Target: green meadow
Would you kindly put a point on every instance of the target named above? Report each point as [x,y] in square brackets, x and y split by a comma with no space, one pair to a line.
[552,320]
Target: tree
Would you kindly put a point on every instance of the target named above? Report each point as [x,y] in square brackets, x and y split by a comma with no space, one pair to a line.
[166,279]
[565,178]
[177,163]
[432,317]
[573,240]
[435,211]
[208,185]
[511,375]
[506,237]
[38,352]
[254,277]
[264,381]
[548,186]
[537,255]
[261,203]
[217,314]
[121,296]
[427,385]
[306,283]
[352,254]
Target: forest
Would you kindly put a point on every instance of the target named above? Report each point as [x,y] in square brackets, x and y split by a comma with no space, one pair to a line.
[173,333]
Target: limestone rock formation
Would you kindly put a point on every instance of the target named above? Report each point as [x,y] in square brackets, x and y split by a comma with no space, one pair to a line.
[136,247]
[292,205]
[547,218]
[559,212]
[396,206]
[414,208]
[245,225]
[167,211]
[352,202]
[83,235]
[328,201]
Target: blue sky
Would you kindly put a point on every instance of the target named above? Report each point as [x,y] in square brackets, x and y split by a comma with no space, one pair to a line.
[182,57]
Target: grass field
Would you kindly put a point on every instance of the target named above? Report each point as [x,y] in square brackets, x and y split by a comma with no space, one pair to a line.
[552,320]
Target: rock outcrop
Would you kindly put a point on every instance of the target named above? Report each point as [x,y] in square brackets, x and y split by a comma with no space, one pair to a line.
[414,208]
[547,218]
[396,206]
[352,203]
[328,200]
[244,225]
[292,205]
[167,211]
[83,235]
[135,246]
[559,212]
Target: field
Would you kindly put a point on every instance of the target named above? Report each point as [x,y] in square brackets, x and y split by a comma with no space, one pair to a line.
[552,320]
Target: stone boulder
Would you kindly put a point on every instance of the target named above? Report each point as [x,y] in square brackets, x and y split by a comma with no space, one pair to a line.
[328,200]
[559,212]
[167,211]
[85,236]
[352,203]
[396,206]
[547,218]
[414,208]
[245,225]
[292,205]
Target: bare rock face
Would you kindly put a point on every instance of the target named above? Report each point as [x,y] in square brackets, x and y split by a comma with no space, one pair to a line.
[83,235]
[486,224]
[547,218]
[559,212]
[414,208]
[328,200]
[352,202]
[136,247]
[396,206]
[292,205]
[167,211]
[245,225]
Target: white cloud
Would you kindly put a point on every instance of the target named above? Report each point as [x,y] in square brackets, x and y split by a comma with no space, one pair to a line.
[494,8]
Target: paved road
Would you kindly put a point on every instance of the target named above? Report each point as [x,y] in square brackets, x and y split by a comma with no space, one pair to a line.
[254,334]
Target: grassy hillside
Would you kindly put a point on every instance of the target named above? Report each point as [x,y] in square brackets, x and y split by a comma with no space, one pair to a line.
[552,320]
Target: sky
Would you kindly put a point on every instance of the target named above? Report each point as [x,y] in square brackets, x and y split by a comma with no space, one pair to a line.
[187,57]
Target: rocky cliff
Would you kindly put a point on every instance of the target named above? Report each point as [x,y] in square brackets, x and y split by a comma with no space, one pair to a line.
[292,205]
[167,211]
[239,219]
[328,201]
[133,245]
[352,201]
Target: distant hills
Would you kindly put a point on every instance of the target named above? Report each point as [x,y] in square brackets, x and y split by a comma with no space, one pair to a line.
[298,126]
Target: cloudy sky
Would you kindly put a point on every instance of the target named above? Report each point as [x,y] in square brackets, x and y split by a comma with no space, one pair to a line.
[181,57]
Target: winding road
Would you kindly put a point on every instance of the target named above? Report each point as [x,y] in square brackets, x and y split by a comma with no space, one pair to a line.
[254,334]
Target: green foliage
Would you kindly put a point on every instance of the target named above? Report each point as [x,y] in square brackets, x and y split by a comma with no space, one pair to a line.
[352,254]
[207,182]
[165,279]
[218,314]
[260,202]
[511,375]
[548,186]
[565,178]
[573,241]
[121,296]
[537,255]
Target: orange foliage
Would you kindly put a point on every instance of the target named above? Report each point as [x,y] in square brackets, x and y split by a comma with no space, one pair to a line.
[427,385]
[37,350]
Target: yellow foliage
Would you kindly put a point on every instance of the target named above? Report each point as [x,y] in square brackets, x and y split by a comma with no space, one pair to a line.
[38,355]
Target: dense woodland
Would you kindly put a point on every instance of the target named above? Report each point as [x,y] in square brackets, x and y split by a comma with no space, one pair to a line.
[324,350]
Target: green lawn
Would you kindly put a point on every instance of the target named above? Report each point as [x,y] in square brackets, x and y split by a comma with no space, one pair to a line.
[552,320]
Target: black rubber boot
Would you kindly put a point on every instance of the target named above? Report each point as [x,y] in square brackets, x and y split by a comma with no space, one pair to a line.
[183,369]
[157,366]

## ACTION ITEM:
Repeat the data in its entirety, word for word.

## EXERCISE SOLUTION:
Target: green meadow
Would you kindly put a point on every instance of the target named above? Report each point as [x,y] in square brackets, x and y split by a comma with no space, one pair to a line.
[552,320]
Target: tree
Would you kindly put a point on every instance of the target named above? Report each point as [x,y] in square brackets, x and y split by a comma with no space, one pair to a line.
[166,279]
[565,178]
[177,163]
[432,317]
[573,240]
[435,211]
[208,185]
[511,375]
[506,237]
[38,352]
[254,277]
[264,381]
[548,186]
[537,255]
[261,203]
[217,314]
[121,296]
[427,385]
[306,283]
[352,254]
Target: forest
Would you kindly put a point on every instance of the target named above? Report each point as [x,y] in square brackets, x and y split by a comma with no space, one pair to a line.
[173,333]
Target: limestone rock formation
Would you kindly put a point on every instance of the target named above? Report each point as [x,y] in square brackets, x and y split by a comma with no space, one pair to a line.
[136,247]
[292,205]
[547,218]
[559,212]
[396,206]
[414,208]
[245,225]
[167,211]
[352,202]
[83,235]
[328,201]
Target: blue sky
Would you kindly put a point on every instance of the target named above? Report each point as [x,y] in square brackets, x and y split by a comma with no space, one pair to a line.
[182,57]
Target: grass field
Would you kindly put a point on every instance of the target named above? Report each point as [x,y] in square brackets, x and y split by a comma with no space, one pair to a line.
[552,320]
Target: rock outcrop
Would you kindly put a point on every instance of the target named above? Report each point as [x,y] in square brackets, x and y split by a comma with no space, one pair to a line.
[414,208]
[547,218]
[396,206]
[352,203]
[328,200]
[244,225]
[292,205]
[167,211]
[83,235]
[135,246]
[559,212]
Target: field
Would you kindly put a point on every instance of the target named above? Report each point as [x,y] in square brackets, x and y split by a comma with no space, one pair to a line.
[552,320]
Target: stone boulder
Would you kindly put a point on every instance of the target named above? Report each point as [x,y] in square brackets, x and y split by a comma with no space, one pair to a line.
[328,200]
[559,212]
[167,211]
[85,236]
[352,203]
[396,206]
[547,218]
[414,208]
[245,225]
[292,205]
Target: bare rock face
Would you kindly put a point on every instance of the target named above? Report each point as [x,y] in square brackets, x and y split by a comma with no space, one pair to a line.
[83,235]
[486,224]
[547,218]
[559,212]
[414,208]
[328,200]
[352,202]
[136,247]
[396,206]
[292,205]
[167,211]
[245,225]
Target: white cloud
Would you kindly put a point on every instance of the target named above? Report each point as [x,y] in square brackets, x and y split by a comma with no space, one pair to a line.
[494,8]
Target: paved road
Would you kindly put a point on every instance of the target named above? Report each point as [x,y] in square brackets, x and y split by a comma with no space, one pair to a line.
[254,334]
Target: grassy hillside
Would you kindly put a point on every instance of the target named above? Report each point as [x,y] in square brackets, x and y split by a comma with no space, one pair to a line.
[552,320]
Target: sky
Would you kindly put a point on every instance of the target named above? Report each point as [x,y] in square brackets, x and y split by a comma with no space, one pair to a line.
[187,57]
Target: rocky cliff
Would you kindly put a point on every instance of the target named above? Report each point as [x,y] in square brackets, x and y split by a comma with no space, one pair to a line.
[292,205]
[167,211]
[239,219]
[328,201]
[133,245]
[352,201]
Target: distant hills
Would you kindly put a point on every instance of the target named above? Report each point as [x,y] in square brackets, x and y split by a comma with no space, one pair to a line.
[298,126]
Target: cloudy sky
Would you kindly put a point on every instance of the target named above? Report each point as [x,y] in square brackets, x and y split by a comma with no space, one pair to a line.
[181,57]
Target: winding road
Would you kindly put a point on every instance of the target named above? Report each point as [x,y] in square brackets, x and y split by a comma with no space, one pair to a line.
[254,334]
Target: green foliage
Would you kindly put a point on every instance of the target named above? Report each point as [x,y] in square brackets, x and y split by a comma with no space, one pair to a line.
[352,254]
[207,182]
[165,279]
[218,314]
[260,202]
[511,375]
[548,186]
[565,178]
[573,241]
[121,296]
[537,255]
Target: orange foliage
Would you kindly put a point on every instance of the target named above? Report each point as [x,y] in square brackets, x and y split by a comma with no space, one pair to a line.
[427,385]
[37,350]
Target: yellow foliage
Would you kindly put a point on every instance of the target named above? Report each point as [x,y] in square brackets, x and y split by a comma with no space, one pair to a line.
[38,355]
Target: dense woodland
Would you kindly put a point on every instance of the target named above? Report each point as [x,y] in square brackets, x and y split by a comma with no space, one pair to a line.
[324,350]
Target: green lawn
Would you kindly put a point on every instance of the target named above? Report each point as [x,y] in square brackets, x and y split by a comma with no space, one pair to a line.
[552,320]
Target: black rubber boot
Would you kindly put a point on every instance of the target named above? Report each point as [x,y] in square brackets, x and y split by a comma with no space, one pair to a line.
[183,369]
[157,366]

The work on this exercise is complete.